• What is needed
Below are the records; return every line from the one that contains "of the overcast" to the last, exactly, skipping the pictures.

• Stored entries
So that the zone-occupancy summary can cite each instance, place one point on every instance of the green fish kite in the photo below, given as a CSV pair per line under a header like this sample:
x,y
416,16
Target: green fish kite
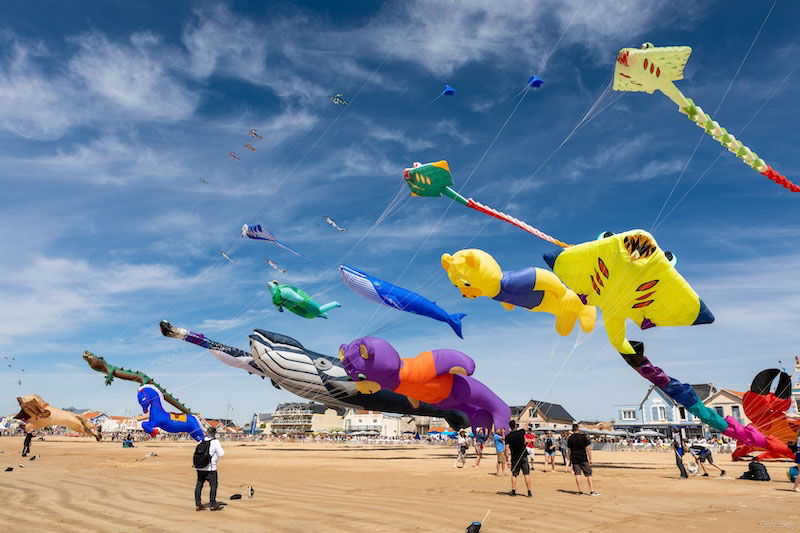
x,y
298,301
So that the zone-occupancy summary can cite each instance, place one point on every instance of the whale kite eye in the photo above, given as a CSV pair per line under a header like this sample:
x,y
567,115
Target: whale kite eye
x,y
323,364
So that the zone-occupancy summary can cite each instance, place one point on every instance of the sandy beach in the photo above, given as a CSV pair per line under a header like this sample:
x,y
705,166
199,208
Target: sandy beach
x,y
79,485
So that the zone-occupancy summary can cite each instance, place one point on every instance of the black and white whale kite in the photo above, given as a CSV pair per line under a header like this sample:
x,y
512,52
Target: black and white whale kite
x,y
310,375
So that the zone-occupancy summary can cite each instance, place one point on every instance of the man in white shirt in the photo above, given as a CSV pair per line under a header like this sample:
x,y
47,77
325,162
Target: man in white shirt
x,y
209,471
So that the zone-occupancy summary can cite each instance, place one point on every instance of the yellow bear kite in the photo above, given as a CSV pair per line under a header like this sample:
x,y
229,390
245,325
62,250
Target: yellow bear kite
x,y
476,273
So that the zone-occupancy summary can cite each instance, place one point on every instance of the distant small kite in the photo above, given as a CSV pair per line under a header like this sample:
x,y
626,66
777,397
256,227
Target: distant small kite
x,y
333,223
535,81
338,99
276,267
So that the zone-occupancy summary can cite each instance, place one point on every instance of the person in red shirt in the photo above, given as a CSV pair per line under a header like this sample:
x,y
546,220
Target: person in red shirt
x,y
530,444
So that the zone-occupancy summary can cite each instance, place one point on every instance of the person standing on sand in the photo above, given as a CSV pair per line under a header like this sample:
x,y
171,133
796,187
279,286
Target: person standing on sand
x,y
26,444
530,443
500,449
463,446
702,453
579,453
480,441
550,451
208,451
518,457
562,444
677,445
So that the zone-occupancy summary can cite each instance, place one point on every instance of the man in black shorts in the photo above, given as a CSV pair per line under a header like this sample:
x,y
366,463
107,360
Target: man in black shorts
x,y
579,454
702,453
515,441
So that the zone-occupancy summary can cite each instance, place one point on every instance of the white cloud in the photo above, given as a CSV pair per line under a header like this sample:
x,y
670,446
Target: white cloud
x,y
59,294
134,77
32,103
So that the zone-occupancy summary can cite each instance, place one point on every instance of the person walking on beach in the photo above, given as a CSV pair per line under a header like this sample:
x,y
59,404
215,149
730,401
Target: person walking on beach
x,y
206,454
480,441
677,446
518,457
550,451
701,453
500,449
463,446
562,444
530,444
579,453
26,444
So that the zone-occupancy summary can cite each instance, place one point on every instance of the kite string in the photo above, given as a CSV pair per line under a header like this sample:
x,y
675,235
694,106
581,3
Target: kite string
x,y
719,105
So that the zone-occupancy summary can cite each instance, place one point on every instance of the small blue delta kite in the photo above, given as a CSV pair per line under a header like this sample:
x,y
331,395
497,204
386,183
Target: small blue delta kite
x,y
396,297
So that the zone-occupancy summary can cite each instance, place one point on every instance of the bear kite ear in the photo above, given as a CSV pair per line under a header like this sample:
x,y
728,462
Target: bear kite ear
x,y
363,351
471,259
447,261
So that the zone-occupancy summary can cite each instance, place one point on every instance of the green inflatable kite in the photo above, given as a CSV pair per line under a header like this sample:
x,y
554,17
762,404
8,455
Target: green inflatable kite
x,y
298,301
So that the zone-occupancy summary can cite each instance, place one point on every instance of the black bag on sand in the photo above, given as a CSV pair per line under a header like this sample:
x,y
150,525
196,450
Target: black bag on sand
x,y
756,472
202,454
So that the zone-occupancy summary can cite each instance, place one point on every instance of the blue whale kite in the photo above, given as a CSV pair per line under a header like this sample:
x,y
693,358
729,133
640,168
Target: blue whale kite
x,y
396,297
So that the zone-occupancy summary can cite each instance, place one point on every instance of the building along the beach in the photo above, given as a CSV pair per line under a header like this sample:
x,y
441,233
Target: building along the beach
x,y
658,412
541,414
302,418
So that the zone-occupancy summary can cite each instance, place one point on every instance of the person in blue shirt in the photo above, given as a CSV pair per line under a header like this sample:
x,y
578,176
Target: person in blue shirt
x,y
500,448
480,441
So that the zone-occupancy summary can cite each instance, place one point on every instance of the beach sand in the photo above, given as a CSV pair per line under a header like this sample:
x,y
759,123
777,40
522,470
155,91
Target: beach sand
x,y
80,485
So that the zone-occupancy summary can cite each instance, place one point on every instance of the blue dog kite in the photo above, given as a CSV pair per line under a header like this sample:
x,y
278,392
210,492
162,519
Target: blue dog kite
x,y
151,399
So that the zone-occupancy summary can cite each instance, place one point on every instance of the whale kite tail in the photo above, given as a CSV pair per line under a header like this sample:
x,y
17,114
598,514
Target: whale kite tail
x,y
455,322
323,309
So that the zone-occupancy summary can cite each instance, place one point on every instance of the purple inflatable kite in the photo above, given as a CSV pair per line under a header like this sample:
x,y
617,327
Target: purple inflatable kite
x,y
439,377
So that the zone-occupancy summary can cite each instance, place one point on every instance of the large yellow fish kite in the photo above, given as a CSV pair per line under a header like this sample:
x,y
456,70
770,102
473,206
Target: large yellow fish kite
x,y
629,277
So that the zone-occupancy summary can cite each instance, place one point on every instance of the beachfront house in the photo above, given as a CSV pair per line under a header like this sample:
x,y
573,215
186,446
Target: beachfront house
x,y
542,414
265,422
302,418
658,412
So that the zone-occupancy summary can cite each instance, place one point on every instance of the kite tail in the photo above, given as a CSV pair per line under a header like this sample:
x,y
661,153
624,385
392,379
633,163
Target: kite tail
x,y
455,322
477,206
685,395
295,252
703,120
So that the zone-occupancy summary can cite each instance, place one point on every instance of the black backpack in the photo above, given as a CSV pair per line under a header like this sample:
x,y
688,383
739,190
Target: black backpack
x,y
202,454
756,472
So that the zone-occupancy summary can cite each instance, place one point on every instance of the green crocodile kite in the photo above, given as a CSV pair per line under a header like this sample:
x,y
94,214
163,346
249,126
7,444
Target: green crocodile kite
x,y
298,301
111,372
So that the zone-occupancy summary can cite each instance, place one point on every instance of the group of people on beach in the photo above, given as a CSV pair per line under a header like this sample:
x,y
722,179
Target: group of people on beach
x,y
515,452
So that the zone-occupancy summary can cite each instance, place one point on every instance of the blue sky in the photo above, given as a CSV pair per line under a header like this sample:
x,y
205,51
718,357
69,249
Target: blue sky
x,y
110,115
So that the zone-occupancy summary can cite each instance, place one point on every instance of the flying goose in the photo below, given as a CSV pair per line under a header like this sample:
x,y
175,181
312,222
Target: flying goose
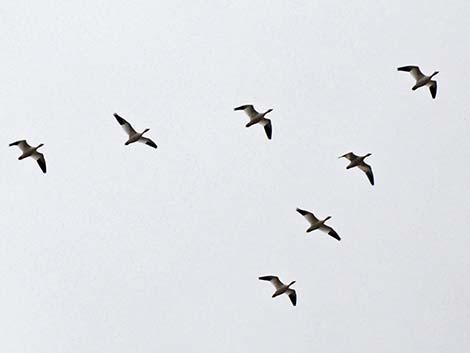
x,y
256,118
281,288
29,151
356,161
133,135
315,223
421,79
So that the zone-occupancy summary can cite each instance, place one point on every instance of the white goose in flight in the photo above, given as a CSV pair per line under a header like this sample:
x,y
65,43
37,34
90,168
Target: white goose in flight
x,y
315,223
421,79
256,118
356,161
281,288
134,136
29,151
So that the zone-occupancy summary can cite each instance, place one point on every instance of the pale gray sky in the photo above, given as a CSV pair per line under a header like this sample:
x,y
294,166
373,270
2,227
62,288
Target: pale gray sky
x,y
126,249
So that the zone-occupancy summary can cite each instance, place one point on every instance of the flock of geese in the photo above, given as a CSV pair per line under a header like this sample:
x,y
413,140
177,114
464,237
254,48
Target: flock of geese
x,y
258,118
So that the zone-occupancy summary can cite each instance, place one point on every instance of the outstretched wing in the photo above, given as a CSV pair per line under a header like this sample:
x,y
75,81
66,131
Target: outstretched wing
x,y
125,125
309,216
267,127
413,70
330,231
274,281
432,88
148,142
22,144
39,157
350,156
249,110
292,296
368,170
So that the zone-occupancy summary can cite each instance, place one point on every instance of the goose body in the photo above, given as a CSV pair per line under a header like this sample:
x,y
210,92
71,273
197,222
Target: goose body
x,y
134,136
29,151
257,118
358,161
281,288
316,223
421,79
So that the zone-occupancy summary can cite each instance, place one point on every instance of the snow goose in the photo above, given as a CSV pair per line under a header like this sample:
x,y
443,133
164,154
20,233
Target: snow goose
x,y
421,79
133,135
281,288
29,151
315,223
256,118
356,161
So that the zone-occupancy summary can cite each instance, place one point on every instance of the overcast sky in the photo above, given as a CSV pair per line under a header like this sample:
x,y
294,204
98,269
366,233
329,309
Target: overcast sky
x,y
125,249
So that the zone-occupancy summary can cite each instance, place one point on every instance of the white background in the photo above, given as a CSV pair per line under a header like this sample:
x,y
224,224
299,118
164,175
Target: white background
x,y
129,249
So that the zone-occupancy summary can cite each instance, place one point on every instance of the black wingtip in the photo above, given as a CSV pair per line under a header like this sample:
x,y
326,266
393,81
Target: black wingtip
x,y
119,119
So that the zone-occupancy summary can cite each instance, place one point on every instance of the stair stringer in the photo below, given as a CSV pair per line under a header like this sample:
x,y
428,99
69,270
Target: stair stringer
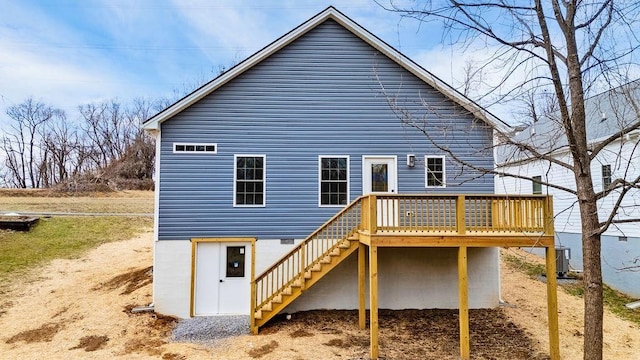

• Output for this task
So that the zone-occupancy summary can cite each instance, place one point on every instance of the overcast sky in the photo above, given as a CSV pair per line under a header like this sample:
x,y
294,204
98,269
366,233
329,309
Target: overcast sky
x,y
125,249
So that the zone-occupancy summary can cite each instance, place one point on every instance of the white background in the photo above, given as a CSV pair per line under a header like this sample:
x,y
224,224
299,118
164,175
Target: white background
x,y
129,249
So that the zone-occupancy summary can cite each instance, place one point on every instance of the black wingtip in the photo above, given as a CSV pair per line under a header like this sample:
x,y
326,266
393,81
Target: black wingtip
x,y
119,119
So that the zone-occupancy summary can cite each instance, place one point on every instance of the stair stringer in the photo below, given as a CSV pair per line under a header like this sample:
x,y
428,99
69,270
Target: stair stringer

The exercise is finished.